**The exercise:**
Leave out the pictures and return every entry exactly as it appears.

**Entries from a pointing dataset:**
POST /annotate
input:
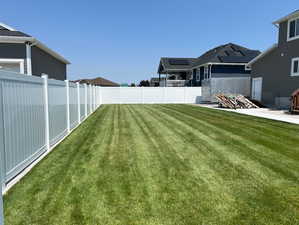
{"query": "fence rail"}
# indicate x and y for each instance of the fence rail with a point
(150, 95)
(36, 113)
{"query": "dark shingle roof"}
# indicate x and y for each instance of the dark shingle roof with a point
(99, 81)
(5, 32)
(228, 53)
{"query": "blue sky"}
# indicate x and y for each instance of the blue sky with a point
(124, 40)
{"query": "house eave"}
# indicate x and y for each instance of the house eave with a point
(219, 63)
(285, 18)
(12, 39)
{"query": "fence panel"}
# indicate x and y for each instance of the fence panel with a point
(88, 98)
(110, 95)
(82, 101)
(193, 95)
(150, 95)
(23, 118)
(57, 110)
(73, 104)
(130, 95)
(175, 95)
(154, 95)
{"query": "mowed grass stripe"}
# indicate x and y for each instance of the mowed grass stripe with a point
(164, 164)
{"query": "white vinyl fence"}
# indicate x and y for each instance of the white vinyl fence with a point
(150, 95)
(36, 113)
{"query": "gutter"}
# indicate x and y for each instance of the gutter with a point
(13, 39)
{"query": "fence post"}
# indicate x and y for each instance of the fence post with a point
(1, 207)
(164, 96)
(85, 90)
(142, 93)
(90, 99)
(46, 102)
(185, 89)
(67, 88)
(2, 144)
(2, 183)
(94, 98)
(100, 91)
(78, 102)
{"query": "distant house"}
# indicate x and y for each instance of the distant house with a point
(219, 70)
(275, 73)
(177, 71)
(223, 70)
(22, 53)
(155, 81)
(99, 81)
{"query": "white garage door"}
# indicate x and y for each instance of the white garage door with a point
(257, 88)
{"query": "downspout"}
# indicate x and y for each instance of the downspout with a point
(28, 57)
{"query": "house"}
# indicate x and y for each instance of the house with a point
(223, 70)
(275, 73)
(22, 53)
(177, 71)
(219, 70)
(99, 81)
(155, 81)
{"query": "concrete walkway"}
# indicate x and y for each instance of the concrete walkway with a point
(280, 115)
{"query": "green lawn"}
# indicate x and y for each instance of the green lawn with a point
(164, 164)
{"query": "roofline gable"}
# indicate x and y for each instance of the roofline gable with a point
(34, 41)
(285, 18)
(7, 27)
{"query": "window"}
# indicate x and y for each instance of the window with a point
(12, 65)
(197, 75)
(293, 29)
(295, 67)
(206, 72)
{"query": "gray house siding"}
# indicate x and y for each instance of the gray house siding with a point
(43, 63)
(13, 51)
(275, 69)
(229, 69)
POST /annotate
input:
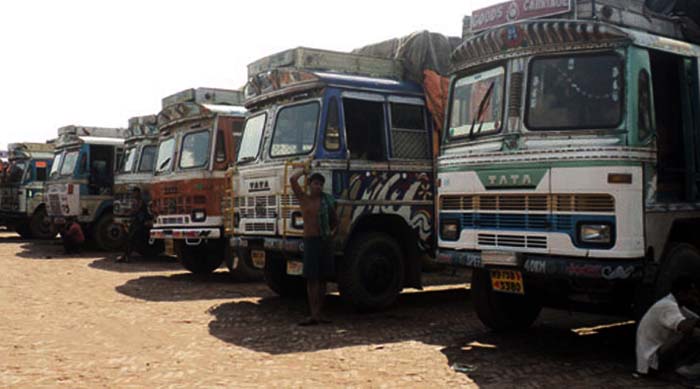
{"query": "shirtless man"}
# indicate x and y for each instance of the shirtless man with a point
(320, 225)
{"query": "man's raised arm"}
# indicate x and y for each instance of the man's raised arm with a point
(294, 181)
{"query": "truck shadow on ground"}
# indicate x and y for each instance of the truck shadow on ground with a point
(551, 355)
(559, 350)
(270, 324)
(189, 287)
(137, 264)
(51, 250)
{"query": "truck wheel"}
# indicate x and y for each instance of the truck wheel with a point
(244, 269)
(371, 275)
(278, 280)
(109, 235)
(201, 259)
(502, 311)
(681, 259)
(40, 225)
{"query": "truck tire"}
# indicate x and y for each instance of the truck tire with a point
(201, 259)
(150, 250)
(277, 279)
(501, 311)
(244, 270)
(40, 225)
(681, 259)
(109, 235)
(371, 274)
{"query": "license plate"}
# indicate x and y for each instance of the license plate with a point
(258, 257)
(507, 281)
(295, 268)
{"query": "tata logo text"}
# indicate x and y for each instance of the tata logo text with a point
(513, 180)
(258, 186)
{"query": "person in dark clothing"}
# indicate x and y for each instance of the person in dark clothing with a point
(320, 225)
(137, 225)
(72, 236)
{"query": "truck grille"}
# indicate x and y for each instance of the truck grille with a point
(54, 204)
(530, 202)
(520, 241)
(259, 227)
(256, 207)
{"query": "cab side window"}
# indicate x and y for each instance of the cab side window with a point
(41, 173)
(409, 135)
(364, 126)
(332, 133)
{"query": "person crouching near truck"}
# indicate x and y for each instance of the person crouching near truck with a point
(138, 231)
(72, 236)
(320, 225)
(667, 340)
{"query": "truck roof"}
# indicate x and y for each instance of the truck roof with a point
(72, 134)
(623, 13)
(142, 127)
(30, 150)
(214, 96)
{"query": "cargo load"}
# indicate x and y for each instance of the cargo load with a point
(204, 96)
(425, 57)
(676, 19)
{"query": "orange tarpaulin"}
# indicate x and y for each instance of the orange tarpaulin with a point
(436, 89)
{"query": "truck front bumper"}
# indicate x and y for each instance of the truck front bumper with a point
(293, 245)
(185, 233)
(12, 217)
(556, 266)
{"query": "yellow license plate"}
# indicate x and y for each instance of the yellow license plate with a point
(295, 268)
(170, 248)
(508, 281)
(258, 257)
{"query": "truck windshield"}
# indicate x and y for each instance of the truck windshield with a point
(148, 156)
(17, 169)
(165, 155)
(128, 160)
(56, 165)
(195, 150)
(295, 130)
(575, 92)
(477, 104)
(252, 134)
(69, 163)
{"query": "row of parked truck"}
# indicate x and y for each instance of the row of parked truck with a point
(554, 151)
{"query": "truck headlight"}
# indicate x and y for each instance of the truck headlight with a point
(198, 215)
(297, 220)
(449, 230)
(595, 233)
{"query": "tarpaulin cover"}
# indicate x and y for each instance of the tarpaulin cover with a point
(426, 60)
(422, 50)
(687, 12)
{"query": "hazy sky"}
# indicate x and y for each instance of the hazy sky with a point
(97, 63)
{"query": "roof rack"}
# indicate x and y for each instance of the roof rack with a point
(27, 148)
(142, 127)
(624, 13)
(304, 58)
(205, 96)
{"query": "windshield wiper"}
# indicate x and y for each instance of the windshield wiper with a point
(246, 159)
(480, 111)
(162, 165)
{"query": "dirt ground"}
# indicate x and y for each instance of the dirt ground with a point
(85, 321)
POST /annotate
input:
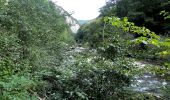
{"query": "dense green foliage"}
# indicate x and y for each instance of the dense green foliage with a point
(129, 37)
(141, 12)
(31, 36)
(37, 62)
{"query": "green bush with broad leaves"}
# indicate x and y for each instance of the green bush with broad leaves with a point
(32, 34)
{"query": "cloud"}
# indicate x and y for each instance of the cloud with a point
(83, 9)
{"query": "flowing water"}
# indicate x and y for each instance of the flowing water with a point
(147, 83)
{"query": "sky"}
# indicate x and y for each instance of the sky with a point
(82, 9)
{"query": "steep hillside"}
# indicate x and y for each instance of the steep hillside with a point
(72, 22)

**Response:**
POST /annotate
input:
{"query": "fence rail"}
# indicate x and y for each instance of the fence rail with a point
(150, 95)
(36, 113)
{"query": "dark shingle roof"}
# indicate x and y for each instance of the dark shingle roof with a point
(99, 81)
(5, 32)
(228, 53)
{"query": "blue sky"}
# indicate x and y for each instance of the blue sky with a point
(124, 40)
{"query": "house eave"}
# indicate x and y for each instance of the house eave with a point
(219, 63)
(285, 18)
(12, 39)
{"query": "fence panel"}
# indicate x and y for each instance of the fence panel with a point
(88, 98)
(110, 95)
(82, 101)
(193, 95)
(150, 95)
(23, 118)
(57, 110)
(73, 104)
(130, 95)
(175, 95)
(154, 95)
{"query": "mowed grass stripe"}
# indicate x and y for each instance of the mowed grass stripe with a point
(164, 164)
{"query": "white vinyl fence"}
# indicate x and y for each instance of the white vinyl fence with a point
(150, 95)
(36, 113)
{"query": "gutter"}
# indicate x and y for each instance of the gutter with a point
(13, 39)
{"query": "fence post"}
# indicate x and y for each instance of the fence post with a point
(1, 207)
(164, 96)
(85, 90)
(142, 93)
(90, 99)
(46, 102)
(185, 89)
(67, 88)
(2, 144)
(2, 183)
(94, 98)
(100, 91)
(78, 102)
{"query": "distant house"}
# indicate x and y for each instance of the distant house with a point
(219, 70)
(275, 73)
(177, 71)
(223, 70)
(22, 53)
(155, 81)
(99, 81)
{"query": "white garage door"}
# indicate x and y for each instance of the white garage door with a point
(257, 88)
{"query": "downspout"}
# indicate x and y for each instance of the downspout with a point
(28, 57)
{"query": "house"}
# indicate x and y for each instance of the house with a point
(223, 70)
(275, 73)
(22, 53)
(177, 71)
(219, 70)
(99, 81)
(155, 81)
{"query": "concrete walkway"}
# indicate x and y for each instance of the concrete walkway with a point
(280, 115)
{"query": "green lawn"}
# indicate x and y for each instance of the green lawn with a point
(164, 164)
{"query": "roofline gable"}
# indicate x and y for each instance of the roofline gable with a point
(34, 41)
(285, 18)
(7, 27)
{"query": "window"}
# indicate x and y for each instance of the window with a point
(12, 65)
(197, 75)
(293, 29)
(295, 67)
(206, 72)
{"query": "gray house siding"}
# indicate x and y for each instance of the gray house siding with a point
(43, 63)
(13, 51)
(275, 69)
(229, 69)
POST /annotate
input:
{"query": "shirtless man"}
# indicate x and y for each instance of the shirtless man with a point
(320, 225)
{"query": "man's raised arm"}
# indicate x and y for each instance of the man's raised arm with a point
(294, 181)
{"query": "truck shadow on ground"}
# indicate x and y for each instance of the truck shadow on ground with a point
(551, 355)
(559, 350)
(270, 324)
(189, 287)
(137, 264)
(51, 250)
{"query": "truck wheel"}
# indicate x and y for each instance of the truck wheel with a point
(244, 269)
(371, 275)
(278, 280)
(109, 235)
(201, 259)
(502, 311)
(681, 259)
(40, 225)
{"query": "truck tire"}
# indicate x and y for each instance of the truck tire with a point
(201, 259)
(150, 250)
(277, 279)
(501, 311)
(244, 270)
(40, 225)
(681, 259)
(109, 235)
(371, 274)
{"query": "license plate"}
# indicate x and y for each instance of the license plate with a point
(258, 257)
(507, 281)
(295, 268)
{"query": "tata logo text"}
# indicate x and y for each instance of the tata logo text with a point
(513, 180)
(258, 186)
{"query": "person in dark clothing"}
# indicate x and y for each instance of the person in dark clothing with a point
(320, 225)
(137, 225)
(72, 236)
{"query": "truck grille"}
# indicate x and y for each instance of the truck grille with a point
(54, 204)
(530, 202)
(520, 241)
(259, 227)
(256, 207)
{"query": "cab side window"}
# indicate x and y for each instance of the cab side window with a point
(41, 173)
(409, 135)
(364, 126)
(332, 133)
{"query": "person crouching near truck"}
# indicate x and y for each instance of the person crouching near truck with a point
(138, 231)
(72, 236)
(320, 225)
(667, 340)
{"query": "truck roof"}
# indicate x and y for each instance of the truck roof with a point
(72, 134)
(623, 13)
(142, 127)
(30, 150)
(214, 96)
{"query": "cargo load"}
# indicate x and y for each instance of the cargo load with a point
(204, 96)
(425, 57)
(676, 19)
{"query": "orange tarpaulin"}
# indicate x and y for each instance of the orange tarpaulin with a point
(436, 89)
{"query": "truck front bumper"}
# indicate x and y for each instance of the truck front bumper with a point
(293, 245)
(185, 233)
(12, 217)
(556, 266)
{"query": "yellow license plate"}
# indicate x and y for each instance of the yellow license plate with a point
(295, 268)
(170, 248)
(508, 281)
(258, 257)
{"query": "truck windshield"}
# indicate x and y for each instance of the truck windshield with a point
(148, 156)
(17, 169)
(165, 155)
(128, 160)
(56, 165)
(195, 150)
(295, 130)
(575, 92)
(477, 104)
(252, 134)
(69, 163)
{"query": "row of parked truck"}
# indicate x and y for each instance of the row of parked truck with a point
(554, 151)
{"query": "truck headlight"}
# indicate x and y for each instance of the truck headlight with a point
(198, 215)
(297, 220)
(449, 230)
(595, 233)
{"query": "tarpaulin cover"}
# indicate x and y for each instance of the tarpaulin cover with a point
(426, 60)
(422, 50)
(687, 12)
{"query": "hazy sky"}
# indicate x and y for each instance of the hazy sky with a point
(97, 63)
{"query": "roof rack"}
# indicate x and y for each instance of the roof rack with a point
(27, 148)
(142, 127)
(624, 13)
(304, 58)
(205, 96)
{"query": "windshield wiper"}
# indicate x and y for each instance of the windshield wiper with a point
(246, 159)
(480, 111)
(162, 165)
{"query": "dirt ground"}
# indicate x and y for each instance of the dirt ground with a point
(85, 321)
POST /annotate
input:
{"query": "dense green foliage"}
# indicate x and y for each instance of the dense green foliage with a point
(129, 37)
(141, 12)
(31, 36)
(37, 62)
{"query": "green bush with broad leaves"}
# indicate x and y for each instance of the green bush with broad leaves with a point
(32, 34)
{"query": "cloud"}
# indicate x and y for each instance of the cloud with a point
(83, 9)
{"query": "flowing water"}
# indicate x and y for each instance of the flowing water with a point
(147, 83)
{"query": "sky"}
# indicate x and y for each instance of the sky with a point
(82, 9)
{"query": "steep hillside"}
# indicate x and y for each instance of the steep hillside with a point
(72, 22)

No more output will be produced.